■ **Task instructions**
Please rescale the data below by multiplying every coordinate in the answers by 2.6 and rounding to whole numbers, with halves rounded up. Write out every line of the data again with the new values, but leave out the pictures.
====================
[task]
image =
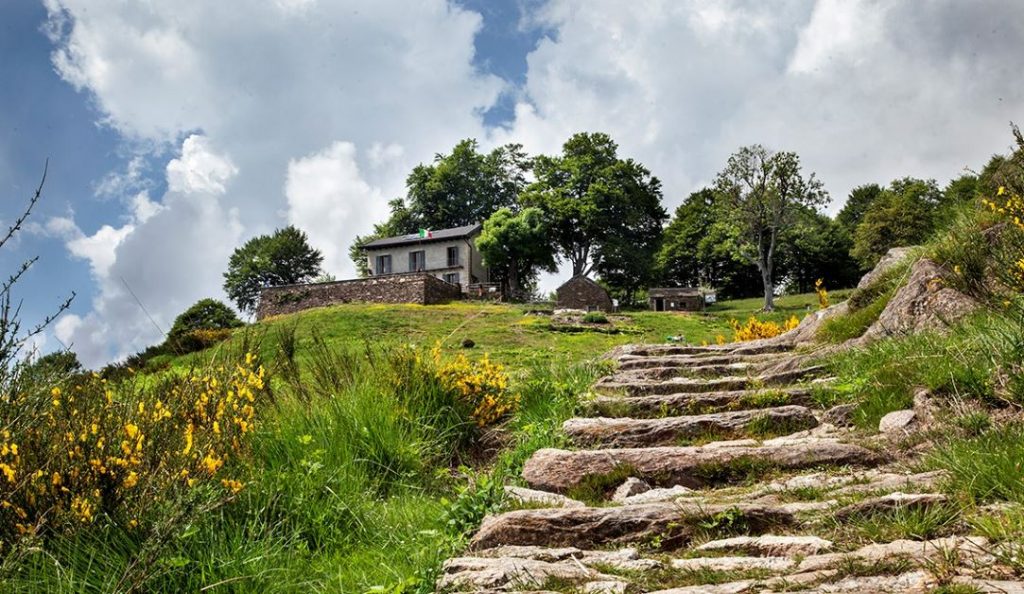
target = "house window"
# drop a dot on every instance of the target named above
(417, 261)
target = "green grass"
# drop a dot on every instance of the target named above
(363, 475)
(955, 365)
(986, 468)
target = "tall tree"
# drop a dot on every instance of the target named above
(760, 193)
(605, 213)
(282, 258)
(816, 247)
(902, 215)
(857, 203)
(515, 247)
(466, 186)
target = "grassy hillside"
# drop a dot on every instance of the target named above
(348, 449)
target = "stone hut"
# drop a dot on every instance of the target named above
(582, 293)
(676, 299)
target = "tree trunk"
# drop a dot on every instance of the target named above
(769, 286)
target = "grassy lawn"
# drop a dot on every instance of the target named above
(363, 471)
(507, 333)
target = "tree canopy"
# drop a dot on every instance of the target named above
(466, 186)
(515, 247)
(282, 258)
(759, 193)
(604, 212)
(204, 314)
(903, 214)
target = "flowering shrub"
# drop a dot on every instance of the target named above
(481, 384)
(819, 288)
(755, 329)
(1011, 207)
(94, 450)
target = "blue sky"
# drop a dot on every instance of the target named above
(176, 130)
====================
■ **Solved problem**
[task]
image =
target = "house window"
# drop a dot on every instance of the target named above
(1084, 679)
target = "green grass"
# drop a dot on every instance of the target named above
(944, 1235)
(2483, 949)
(2564, 1217)
target = "tall tree"
# drop a dot on every instance of the target named above
(1976, 502)
(1573, 554)
(733, 671)
(2122, 642)
(2345, 559)
(2228, 528)
(1339, 642)
(1212, 484)
target = "grassy hillside"
# drop a dot on every instance of the target named above
(905, 1167)
target = "stone hut"
# drop a dot on every instance of the target named above
(1513, 762)
(1758, 777)
target = "tree trunk"
# drop a dot on every instance of the target named above
(1999, 744)
target = "grassy lawn"
# drop a dot on every instance of the target named above
(944, 1225)
(1318, 866)
target = "tree canopy"
# drop a dot on every instance of the target named above
(1212, 484)
(1339, 642)
(733, 671)
(1973, 502)
(1570, 551)
(530, 816)
(2348, 556)
target = "flowering shrub"
# drop a dot on every instance of the target named above
(1251, 998)
(2129, 749)
(1963, 855)
(2629, 538)
(244, 1170)
target = "blue sky"
# drop a dot on every instance of the target named above
(458, 338)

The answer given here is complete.